── LESETEXT

Das Leben dort war anstrengend, auch deshalb, da im Winter
bis zu -50° Kälte waren. Zum Essen bekamen sie fast nichts und durch
kleine Stehlereien erhielten sie sich am Leben. Einmal in Monat kam ein
Arzt, der Hans in ein Spital, das sich außerhalb des Lagers befand,
einlieferte. Von Schwächeanfällen geplagt und von Krankheiten
heimgesucht, ließ man ihn mit einem Zug
in seine Heimat Tirol fahren. Die Fahrt nach Hause dauerte 3
Monate. In Frankfurt hielt der Zug und Hans wurde zur Arbeit in ein Sägewerk
zugeteilt. Da er aber schon am ersten Arbeitstag einen epileptischen
Anfall bekam, brachte man Hans wieder auf den Zug zurück.

────
── BEREITGESTELLTES MATERIAL

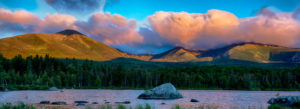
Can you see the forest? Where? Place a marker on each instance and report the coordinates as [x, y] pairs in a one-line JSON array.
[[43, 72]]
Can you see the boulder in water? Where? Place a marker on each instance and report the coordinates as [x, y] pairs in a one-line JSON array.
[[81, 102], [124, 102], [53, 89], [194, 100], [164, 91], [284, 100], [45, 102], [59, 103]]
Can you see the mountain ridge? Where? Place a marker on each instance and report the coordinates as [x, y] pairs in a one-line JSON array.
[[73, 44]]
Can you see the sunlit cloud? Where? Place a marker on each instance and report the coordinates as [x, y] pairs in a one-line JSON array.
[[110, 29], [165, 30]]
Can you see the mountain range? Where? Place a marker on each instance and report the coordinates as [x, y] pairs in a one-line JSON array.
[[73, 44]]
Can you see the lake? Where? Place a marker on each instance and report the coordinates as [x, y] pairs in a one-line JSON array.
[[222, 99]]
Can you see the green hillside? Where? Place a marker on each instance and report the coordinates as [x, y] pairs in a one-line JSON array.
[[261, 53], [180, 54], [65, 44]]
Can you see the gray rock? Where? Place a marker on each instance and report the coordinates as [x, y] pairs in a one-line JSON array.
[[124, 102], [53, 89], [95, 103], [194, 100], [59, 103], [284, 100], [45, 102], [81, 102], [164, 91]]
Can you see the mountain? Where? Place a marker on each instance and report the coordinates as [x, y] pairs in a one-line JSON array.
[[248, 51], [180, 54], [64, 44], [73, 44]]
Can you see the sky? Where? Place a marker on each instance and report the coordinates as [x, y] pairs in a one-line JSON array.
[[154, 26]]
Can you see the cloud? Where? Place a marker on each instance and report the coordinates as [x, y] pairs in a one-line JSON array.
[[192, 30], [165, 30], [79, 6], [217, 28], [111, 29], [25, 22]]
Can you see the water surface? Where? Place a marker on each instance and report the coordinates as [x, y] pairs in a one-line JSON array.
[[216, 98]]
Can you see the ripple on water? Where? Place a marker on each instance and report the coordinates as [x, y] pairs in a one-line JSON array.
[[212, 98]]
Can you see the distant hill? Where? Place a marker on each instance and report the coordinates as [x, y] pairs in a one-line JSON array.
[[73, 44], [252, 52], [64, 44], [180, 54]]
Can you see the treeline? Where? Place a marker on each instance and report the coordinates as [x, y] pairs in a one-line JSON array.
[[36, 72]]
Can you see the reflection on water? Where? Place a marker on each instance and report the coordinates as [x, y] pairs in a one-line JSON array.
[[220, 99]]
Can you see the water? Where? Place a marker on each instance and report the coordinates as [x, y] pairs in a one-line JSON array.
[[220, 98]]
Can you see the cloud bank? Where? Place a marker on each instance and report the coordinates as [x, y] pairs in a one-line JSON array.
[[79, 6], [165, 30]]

────
── BEREITGESTELLTES MATERIAL

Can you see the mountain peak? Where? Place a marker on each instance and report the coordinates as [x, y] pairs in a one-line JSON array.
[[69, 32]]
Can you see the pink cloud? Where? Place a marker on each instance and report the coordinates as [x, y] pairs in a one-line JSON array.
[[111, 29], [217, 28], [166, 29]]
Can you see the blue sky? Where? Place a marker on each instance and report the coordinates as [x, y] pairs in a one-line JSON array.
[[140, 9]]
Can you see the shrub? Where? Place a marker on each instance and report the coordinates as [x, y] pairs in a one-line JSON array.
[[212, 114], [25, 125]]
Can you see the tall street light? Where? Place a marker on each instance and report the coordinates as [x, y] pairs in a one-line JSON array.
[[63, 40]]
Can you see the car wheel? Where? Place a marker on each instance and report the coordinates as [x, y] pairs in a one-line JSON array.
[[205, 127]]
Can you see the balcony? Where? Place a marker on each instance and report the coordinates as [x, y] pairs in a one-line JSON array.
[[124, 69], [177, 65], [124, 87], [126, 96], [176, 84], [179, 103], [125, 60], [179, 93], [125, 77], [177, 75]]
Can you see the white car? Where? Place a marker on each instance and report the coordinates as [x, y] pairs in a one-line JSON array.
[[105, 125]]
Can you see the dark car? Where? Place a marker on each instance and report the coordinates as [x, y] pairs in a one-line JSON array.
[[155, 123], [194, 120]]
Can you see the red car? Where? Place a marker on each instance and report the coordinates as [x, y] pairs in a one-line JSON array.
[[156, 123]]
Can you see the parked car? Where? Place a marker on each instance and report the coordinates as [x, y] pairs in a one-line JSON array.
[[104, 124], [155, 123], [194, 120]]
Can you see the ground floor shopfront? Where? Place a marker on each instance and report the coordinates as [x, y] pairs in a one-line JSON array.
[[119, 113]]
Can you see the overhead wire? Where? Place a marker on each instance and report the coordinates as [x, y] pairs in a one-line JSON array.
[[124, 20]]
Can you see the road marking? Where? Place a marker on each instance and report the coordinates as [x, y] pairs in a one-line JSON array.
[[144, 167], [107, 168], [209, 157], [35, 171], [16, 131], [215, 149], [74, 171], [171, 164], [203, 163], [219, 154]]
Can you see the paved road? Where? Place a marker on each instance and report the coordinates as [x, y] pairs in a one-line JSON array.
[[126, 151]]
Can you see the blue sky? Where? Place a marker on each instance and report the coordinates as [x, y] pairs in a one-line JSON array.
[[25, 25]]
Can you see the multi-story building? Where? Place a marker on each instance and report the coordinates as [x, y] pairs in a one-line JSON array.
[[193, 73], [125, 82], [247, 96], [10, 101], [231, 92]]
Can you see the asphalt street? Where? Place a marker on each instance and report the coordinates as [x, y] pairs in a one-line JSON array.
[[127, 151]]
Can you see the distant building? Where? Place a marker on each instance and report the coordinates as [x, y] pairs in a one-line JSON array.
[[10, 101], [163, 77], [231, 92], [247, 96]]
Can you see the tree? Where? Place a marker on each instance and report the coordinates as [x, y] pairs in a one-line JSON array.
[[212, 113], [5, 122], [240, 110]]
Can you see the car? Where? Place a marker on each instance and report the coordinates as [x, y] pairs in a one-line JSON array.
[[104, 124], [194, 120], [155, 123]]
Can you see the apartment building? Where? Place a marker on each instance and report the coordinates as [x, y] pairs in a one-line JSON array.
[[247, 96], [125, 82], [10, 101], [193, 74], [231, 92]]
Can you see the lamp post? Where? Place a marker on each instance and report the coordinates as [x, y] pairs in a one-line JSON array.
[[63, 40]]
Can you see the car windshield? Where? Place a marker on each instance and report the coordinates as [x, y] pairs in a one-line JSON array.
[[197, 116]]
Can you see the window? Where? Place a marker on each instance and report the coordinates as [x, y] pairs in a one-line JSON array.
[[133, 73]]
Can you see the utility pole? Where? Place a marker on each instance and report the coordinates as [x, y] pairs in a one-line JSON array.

────
── BEREITGESTELLTES MATERIAL

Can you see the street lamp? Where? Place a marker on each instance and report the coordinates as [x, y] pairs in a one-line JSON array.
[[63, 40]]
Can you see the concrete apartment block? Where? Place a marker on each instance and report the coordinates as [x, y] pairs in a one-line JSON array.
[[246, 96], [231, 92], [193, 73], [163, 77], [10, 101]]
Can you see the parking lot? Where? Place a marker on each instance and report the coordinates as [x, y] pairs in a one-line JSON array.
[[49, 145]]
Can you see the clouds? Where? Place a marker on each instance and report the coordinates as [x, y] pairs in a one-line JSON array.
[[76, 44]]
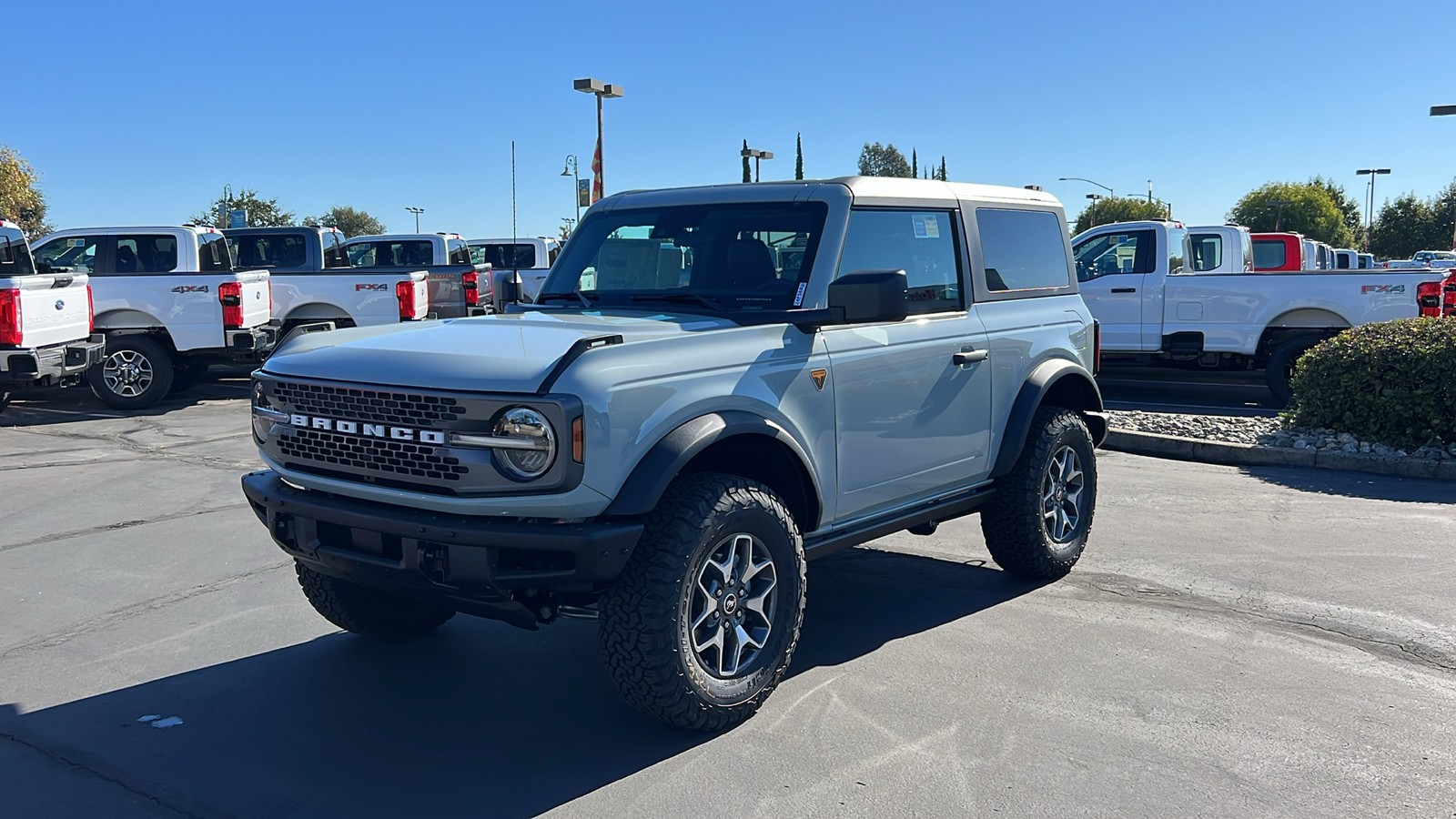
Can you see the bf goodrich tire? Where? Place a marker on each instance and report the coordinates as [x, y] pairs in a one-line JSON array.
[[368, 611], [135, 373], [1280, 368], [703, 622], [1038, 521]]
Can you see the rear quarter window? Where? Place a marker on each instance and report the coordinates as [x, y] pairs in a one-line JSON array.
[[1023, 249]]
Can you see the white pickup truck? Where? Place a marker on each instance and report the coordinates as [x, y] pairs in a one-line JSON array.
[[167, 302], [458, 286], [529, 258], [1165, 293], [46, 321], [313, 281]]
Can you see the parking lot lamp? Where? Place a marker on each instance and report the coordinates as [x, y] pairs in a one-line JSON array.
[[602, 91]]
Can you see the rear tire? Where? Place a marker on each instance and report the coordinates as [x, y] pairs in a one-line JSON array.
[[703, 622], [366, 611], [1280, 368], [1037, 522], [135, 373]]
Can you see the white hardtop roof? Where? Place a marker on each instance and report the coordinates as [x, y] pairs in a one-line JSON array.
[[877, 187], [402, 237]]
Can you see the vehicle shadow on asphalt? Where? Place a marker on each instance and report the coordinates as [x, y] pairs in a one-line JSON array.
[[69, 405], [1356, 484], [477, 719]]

────

**AUFGABE A:**
Beantworten Sie anhand des Lesetexts:
(i) Wie kalt wurde es im Winter?
(ii) Wie lange dauerte die Fahrt nach Hause?
(iii) Wozu wurde Hans in Frankfurt eingeteilt?
**AUFGABE B:** Wie lässt sich der Lesetext in zwei Sätzen zusammenfassen?
**AUFGABE C:** Setzen Sie den Lesetext über Hans' Heimfahrt nach dem letzten Satz fort.

**LÖSUNG A:**
(i) Bis zu -50°.
(ii) 3 Monate.
(iii) Zur Arbeit in einem Sägewerk.

**LÖSUNG B:** Hans lebte unter harten Bedingungen mit bis zu -50° Kälte und fast ohne Essen, und nachdem ein Arzt ihn in ein Spital außerhalb des Lagers eingeliefert hatte, ließ man ihn geschwächt und krank mit dem Zug in seine Heimat Tirol fahren. Auf der dreimonatigen Fahrt wurde er in Frankfurt einem Sägewerk zugeteilt, doch nach einem epileptischen Anfall am ersten Arbeitstag brachte man ihn wieder auf den Zug zurück.

**LÖSUNG C:**
Die nächste Station war in Südrumänien,
wo die Gefangenen auf den Abschub in die Heimat warteten. Hans und andere
kamen im Jahre 1946 nach Wien
und dort bekamen sie einen Festschmaus, dann konnte Hans nach Innsbruck
weiterfahren. In Innsbruck besuchte Hans seine Schwester und dessen Mann
brachte Hans bis zum Brenner und kaufte ihm dort eine Fahrkarte nach
Bozen. Als er in Bozen ankam, verbrachte er dort die Nacht und fuhr am nächsten
Tag, den 7. Oktober 1946 zurück nach Schlanders. Zu Hause wurde er
freudig empfangen. In seinen Gedanken war Hans jedoch immer noch im Krieg
und in Gefangenschaft. Er
brauchte lange Zeit, um die schlimmen Erinnerungen zu vergessen.